Lines from the one containing "Query: green leaf" through the final line of the records are the only ones to copy, and each must match exactly.

*** EXERCISE INPUT Section Begins ***

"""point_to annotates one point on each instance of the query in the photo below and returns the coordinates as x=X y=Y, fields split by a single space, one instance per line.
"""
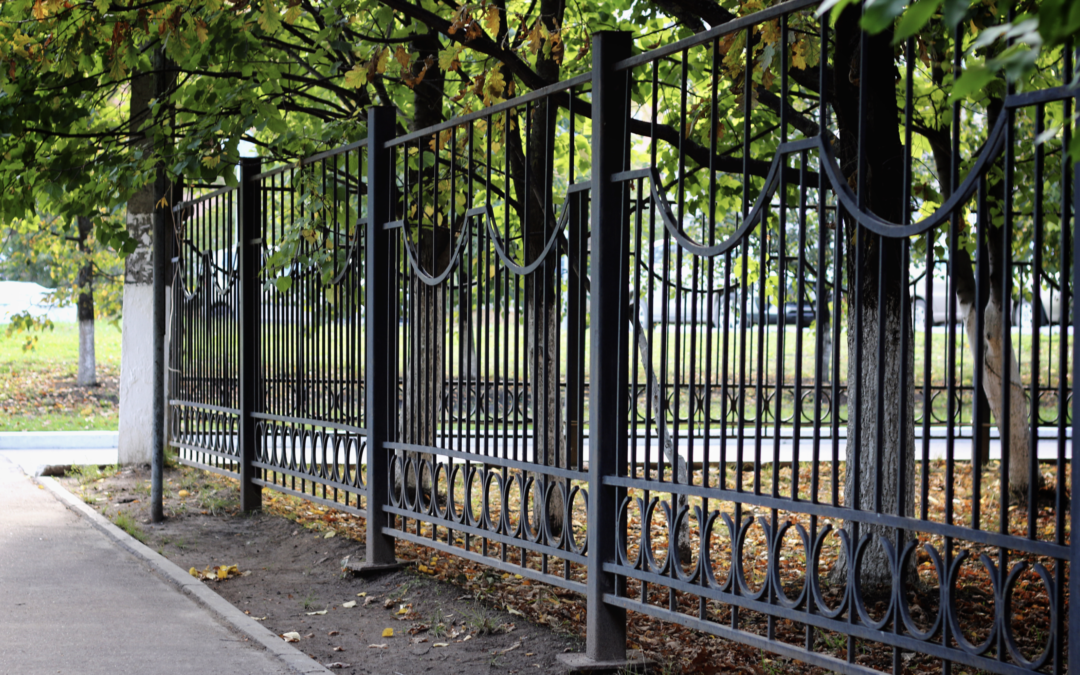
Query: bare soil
x=291 y=579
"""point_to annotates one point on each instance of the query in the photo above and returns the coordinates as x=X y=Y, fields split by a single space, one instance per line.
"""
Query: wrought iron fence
x=675 y=354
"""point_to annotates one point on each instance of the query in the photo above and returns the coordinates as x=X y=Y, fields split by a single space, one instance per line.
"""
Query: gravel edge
x=206 y=598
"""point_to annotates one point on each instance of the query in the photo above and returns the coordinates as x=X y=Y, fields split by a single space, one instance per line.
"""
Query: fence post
x=1074 y=610
x=606 y=624
x=251 y=259
x=379 y=328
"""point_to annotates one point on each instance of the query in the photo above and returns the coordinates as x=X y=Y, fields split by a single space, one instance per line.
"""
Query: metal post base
x=635 y=662
x=363 y=568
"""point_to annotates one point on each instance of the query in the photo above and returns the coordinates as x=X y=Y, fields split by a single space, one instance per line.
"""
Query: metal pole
x=160 y=252
x=606 y=624
x=251 y=258
x=1074 y=658
x=379 y=334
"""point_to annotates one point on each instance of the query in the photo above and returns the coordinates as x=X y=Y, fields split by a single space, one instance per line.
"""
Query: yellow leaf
x=494 y=85
x=356 y=77
x=382 y=62
x=448 y=57
x=402 y=57
x=491 y=21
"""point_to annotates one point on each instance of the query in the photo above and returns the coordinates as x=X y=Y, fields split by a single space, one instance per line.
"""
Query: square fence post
x=379 y=362
x=251 y=259
x=608 y=409
x=1074 y=636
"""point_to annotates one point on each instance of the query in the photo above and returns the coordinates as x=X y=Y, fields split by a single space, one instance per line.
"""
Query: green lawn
x=38 y=390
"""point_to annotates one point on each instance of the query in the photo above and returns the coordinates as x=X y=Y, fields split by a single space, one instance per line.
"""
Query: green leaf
x=878 y=15
x=974 y=78
x=955 y=11
x=915 y=18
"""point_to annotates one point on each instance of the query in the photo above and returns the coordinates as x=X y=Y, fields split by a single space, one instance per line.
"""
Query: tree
x=67 y=258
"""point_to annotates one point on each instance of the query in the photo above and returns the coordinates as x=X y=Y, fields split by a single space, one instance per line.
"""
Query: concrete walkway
x=75 y=597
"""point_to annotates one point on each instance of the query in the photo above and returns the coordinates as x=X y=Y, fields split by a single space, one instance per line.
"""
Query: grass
x=90 y=473
x=38 y=390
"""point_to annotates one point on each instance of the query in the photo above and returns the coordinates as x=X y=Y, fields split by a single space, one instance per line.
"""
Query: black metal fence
x=630 y=334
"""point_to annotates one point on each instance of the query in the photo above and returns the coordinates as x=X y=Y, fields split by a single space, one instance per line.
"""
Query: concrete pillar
x=136 y=347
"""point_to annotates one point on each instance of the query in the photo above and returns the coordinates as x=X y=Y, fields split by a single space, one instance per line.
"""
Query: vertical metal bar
x=606 y=624
x=380 y=388
x=1075 y=503
x=250 y=246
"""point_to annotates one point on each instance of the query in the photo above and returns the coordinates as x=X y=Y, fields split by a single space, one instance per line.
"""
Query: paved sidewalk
x=73 y=601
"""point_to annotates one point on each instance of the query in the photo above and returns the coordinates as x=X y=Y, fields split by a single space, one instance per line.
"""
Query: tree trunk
x=136 y=353
x=88 y=362
x=1015 y=424
x=874 y=274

*** EXERCISE INPUT Section Ends ***

**RESPONSE FOR THIS EXERCISE**
Query: green leaf
x=878 y=15
x=974 y=78
x=955 y=11
x=915 y=18
"""point_to annotates one point on each instance of the query in the photo above and returns the coordinates as x=X y=Y, fields split by a single space, one instance per line.
"""
Query: tree
x=67 y=258
"""point_to annotates one point on each instance of the query in the photo above and returns the coordinates as x=X y=Y, fields split by a single space, one instance per line.
"""
Query: concrete walkway
x=75 y=597
"""point_to annotates one point on each instance of the query in the photo above and returns the coordinates as x=X y=Y, fields split by a single space, one instance per line.
"""
Query: grass
x=90 y=473
x=38 y=390
"""point_to annotates one point on each instance of the query in the photo above and returns the coordinates as x=X y=Y, fields split by a single space, one instance per line.
"""
Query: black metal fence
x=630 y=334
"""point_to annotates one point on each instance of the query in the photo above and returns the coordinates as x=X y=Y, fields split by a single space, one instance per line.
"""
Query: concrete pillar
x=136 y=347
"""point_to annotates one point on each instance of the query in the photo above and returns the coordinates as x=X y=Y, fields split by a single space, one instance per line.
"""
Query: vertical metal bar
x=606 y=624
x=380 y=388
x=1075 y=503
x=250 y=246
"""point_to annotates one point on each instance of the query in the photo above and returns the coordinates as x=X y=Y, fields split by a single space, one instance per line.
"""
Query: paved sidewalk
x=73 y=601
"""point_to annotates one point on each instance of the query in the photo above and returns the coordinates as x=X y=Y, fields split by a single space, one instance per line.
"""
Query: tree trunk
x=136 y=353
x=88 y=362
x=1015 y=424
x=874 y=274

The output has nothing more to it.